-- Start DATA LISTING --

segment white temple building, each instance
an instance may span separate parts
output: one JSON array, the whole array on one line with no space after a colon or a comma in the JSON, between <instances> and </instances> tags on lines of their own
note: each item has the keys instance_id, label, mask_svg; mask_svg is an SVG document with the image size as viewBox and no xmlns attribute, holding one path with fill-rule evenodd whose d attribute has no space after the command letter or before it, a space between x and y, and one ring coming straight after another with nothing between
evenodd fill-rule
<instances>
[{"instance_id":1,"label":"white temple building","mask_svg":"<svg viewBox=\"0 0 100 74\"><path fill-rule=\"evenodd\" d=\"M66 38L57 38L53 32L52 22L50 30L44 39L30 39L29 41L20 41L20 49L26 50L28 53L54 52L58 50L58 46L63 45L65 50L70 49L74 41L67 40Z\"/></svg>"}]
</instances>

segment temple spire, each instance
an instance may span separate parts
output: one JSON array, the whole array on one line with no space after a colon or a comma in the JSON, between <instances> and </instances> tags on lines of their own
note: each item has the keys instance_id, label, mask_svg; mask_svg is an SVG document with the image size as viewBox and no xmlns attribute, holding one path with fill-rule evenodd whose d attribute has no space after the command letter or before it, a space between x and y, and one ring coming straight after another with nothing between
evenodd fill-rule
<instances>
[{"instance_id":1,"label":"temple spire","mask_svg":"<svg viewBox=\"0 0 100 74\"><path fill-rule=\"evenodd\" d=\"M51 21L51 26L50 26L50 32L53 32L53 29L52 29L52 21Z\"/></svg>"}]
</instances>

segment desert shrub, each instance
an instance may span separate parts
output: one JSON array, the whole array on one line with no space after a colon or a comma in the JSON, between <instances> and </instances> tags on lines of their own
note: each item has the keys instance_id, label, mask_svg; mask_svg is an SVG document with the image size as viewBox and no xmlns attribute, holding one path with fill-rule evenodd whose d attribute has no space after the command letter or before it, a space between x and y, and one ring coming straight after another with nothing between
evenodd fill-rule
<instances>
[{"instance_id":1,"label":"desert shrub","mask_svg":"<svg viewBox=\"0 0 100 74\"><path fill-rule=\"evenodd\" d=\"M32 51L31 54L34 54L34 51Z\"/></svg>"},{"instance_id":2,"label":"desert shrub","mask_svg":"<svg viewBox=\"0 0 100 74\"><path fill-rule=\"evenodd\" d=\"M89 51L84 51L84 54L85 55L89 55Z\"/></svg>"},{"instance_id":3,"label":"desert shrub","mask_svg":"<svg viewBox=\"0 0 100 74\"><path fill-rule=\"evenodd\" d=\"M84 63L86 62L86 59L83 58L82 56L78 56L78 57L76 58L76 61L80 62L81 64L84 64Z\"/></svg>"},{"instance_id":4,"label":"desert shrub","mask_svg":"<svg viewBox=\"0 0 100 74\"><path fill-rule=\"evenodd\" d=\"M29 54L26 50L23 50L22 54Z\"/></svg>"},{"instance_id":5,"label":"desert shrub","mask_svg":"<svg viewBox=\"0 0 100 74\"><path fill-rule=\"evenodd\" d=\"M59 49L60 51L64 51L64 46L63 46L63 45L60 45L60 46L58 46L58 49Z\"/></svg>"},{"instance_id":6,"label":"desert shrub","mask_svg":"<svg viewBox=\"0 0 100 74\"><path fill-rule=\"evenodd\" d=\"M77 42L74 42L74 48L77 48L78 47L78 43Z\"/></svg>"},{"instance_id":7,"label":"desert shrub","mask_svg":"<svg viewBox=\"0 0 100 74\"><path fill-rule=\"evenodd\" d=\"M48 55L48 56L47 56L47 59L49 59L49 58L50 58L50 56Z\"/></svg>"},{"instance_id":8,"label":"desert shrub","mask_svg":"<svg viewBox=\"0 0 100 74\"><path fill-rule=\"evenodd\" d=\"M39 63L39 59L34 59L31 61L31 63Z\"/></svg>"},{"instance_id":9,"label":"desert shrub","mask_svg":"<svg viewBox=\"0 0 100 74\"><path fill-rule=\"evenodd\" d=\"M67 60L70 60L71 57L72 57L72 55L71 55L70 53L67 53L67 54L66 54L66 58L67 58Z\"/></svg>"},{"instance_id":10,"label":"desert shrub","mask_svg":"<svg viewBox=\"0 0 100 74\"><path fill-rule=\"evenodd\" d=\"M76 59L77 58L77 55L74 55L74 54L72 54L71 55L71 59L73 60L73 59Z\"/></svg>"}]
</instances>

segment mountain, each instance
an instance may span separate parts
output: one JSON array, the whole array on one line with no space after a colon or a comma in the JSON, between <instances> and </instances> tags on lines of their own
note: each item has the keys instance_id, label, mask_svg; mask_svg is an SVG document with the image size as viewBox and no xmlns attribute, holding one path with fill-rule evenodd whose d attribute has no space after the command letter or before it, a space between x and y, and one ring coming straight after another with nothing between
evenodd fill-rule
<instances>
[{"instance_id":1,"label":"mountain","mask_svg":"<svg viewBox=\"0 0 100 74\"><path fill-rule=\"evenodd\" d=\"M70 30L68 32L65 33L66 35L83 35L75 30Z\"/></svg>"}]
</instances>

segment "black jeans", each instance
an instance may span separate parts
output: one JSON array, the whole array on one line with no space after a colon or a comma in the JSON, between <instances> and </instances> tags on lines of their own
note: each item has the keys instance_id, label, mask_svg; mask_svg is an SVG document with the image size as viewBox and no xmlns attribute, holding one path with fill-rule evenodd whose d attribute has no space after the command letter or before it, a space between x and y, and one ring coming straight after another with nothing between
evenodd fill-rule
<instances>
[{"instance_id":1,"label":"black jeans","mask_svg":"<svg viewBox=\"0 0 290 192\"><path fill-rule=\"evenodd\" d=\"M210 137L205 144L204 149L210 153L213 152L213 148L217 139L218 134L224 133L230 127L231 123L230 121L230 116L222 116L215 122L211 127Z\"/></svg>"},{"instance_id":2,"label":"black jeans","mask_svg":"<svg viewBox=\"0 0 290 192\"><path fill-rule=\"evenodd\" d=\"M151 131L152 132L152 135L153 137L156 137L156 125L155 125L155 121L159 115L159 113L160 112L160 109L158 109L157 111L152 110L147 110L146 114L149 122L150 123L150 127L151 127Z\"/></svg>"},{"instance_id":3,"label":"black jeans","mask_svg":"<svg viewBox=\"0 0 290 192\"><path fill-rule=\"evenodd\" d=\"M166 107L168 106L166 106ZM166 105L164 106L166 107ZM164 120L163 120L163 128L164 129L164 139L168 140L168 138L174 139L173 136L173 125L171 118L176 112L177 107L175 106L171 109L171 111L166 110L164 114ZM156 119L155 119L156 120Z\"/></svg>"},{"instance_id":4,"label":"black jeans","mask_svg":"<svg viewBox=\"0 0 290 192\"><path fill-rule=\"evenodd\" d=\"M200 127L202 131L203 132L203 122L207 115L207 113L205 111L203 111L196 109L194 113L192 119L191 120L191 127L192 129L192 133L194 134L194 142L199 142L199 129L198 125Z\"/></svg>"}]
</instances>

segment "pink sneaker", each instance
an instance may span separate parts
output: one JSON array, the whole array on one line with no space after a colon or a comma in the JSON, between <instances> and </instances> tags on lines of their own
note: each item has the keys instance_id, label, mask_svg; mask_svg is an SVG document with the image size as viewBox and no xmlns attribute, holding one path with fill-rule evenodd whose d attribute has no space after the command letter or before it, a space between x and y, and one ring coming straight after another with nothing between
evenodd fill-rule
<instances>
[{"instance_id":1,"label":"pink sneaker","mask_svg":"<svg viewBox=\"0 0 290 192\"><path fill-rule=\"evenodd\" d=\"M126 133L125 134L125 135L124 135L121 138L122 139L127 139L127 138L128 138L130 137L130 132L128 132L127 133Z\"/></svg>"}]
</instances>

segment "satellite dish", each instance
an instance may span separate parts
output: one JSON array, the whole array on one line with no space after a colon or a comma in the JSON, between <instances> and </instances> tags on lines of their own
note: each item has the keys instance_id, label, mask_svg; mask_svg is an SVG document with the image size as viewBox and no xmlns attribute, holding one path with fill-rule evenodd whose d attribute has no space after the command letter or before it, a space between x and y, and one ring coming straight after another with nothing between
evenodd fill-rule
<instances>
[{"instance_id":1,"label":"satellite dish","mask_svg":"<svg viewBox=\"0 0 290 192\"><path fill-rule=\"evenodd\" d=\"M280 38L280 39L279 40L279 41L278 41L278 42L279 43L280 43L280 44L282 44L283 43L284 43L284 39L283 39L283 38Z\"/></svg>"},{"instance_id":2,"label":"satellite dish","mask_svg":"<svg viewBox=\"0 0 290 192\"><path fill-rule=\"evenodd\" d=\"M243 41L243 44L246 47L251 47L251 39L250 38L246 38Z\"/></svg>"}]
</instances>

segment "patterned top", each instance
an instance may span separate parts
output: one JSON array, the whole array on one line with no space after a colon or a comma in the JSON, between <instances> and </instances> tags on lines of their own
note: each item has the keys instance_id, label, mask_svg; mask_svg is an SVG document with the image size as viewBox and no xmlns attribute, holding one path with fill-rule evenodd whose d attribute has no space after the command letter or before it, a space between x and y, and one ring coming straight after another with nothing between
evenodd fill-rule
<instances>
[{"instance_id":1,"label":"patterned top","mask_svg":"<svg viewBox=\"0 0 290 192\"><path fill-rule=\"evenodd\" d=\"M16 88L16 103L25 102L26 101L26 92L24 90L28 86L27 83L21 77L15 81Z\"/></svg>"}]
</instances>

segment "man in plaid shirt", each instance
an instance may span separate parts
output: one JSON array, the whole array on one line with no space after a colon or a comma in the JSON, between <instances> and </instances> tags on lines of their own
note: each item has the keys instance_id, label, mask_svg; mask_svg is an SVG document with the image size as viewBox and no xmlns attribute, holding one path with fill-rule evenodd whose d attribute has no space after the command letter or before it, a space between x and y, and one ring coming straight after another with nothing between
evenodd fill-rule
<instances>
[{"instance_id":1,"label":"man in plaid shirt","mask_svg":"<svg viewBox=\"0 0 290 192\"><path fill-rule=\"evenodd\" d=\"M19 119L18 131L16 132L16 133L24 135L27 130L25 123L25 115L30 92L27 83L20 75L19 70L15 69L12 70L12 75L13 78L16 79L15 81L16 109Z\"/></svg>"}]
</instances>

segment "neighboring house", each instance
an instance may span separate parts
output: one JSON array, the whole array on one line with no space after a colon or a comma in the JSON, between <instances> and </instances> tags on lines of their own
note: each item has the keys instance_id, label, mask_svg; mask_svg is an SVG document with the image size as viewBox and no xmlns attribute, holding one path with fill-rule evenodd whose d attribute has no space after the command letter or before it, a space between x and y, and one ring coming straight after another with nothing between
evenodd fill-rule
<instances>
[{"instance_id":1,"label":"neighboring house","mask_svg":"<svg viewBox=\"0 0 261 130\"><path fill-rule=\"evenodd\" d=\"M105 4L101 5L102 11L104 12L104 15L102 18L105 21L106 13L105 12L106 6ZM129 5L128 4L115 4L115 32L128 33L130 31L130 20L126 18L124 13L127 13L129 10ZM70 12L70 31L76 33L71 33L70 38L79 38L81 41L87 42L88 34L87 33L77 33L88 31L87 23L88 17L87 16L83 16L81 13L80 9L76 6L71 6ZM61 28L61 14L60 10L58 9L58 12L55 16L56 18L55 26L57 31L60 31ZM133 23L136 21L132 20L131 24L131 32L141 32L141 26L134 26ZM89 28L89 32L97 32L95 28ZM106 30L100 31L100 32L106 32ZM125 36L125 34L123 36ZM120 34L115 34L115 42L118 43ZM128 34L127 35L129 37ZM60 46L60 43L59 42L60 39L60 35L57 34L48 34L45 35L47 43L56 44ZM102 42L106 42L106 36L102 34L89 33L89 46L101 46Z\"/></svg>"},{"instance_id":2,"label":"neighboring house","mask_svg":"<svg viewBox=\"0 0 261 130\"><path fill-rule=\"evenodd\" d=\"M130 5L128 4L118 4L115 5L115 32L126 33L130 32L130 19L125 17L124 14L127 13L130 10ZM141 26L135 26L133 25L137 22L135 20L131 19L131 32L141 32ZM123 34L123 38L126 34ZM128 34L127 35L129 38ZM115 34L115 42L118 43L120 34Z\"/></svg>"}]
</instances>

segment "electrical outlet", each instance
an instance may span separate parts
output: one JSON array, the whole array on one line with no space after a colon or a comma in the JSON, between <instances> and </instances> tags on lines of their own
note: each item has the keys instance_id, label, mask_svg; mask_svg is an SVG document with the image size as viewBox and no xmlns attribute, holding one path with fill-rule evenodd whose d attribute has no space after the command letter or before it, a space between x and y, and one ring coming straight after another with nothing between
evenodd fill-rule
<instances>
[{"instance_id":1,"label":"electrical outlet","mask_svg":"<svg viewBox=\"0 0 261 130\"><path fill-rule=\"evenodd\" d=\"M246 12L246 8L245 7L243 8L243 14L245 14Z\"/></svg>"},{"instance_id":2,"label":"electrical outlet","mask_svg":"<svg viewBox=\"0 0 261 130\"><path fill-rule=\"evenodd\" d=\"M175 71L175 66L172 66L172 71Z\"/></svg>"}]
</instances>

-- End DATA LISTING --

(WORK INSTRUCTIONS)
Count the lines in the items above that contain the word "shrub", and give only that number.

(WRITTEN RESPONSE)
2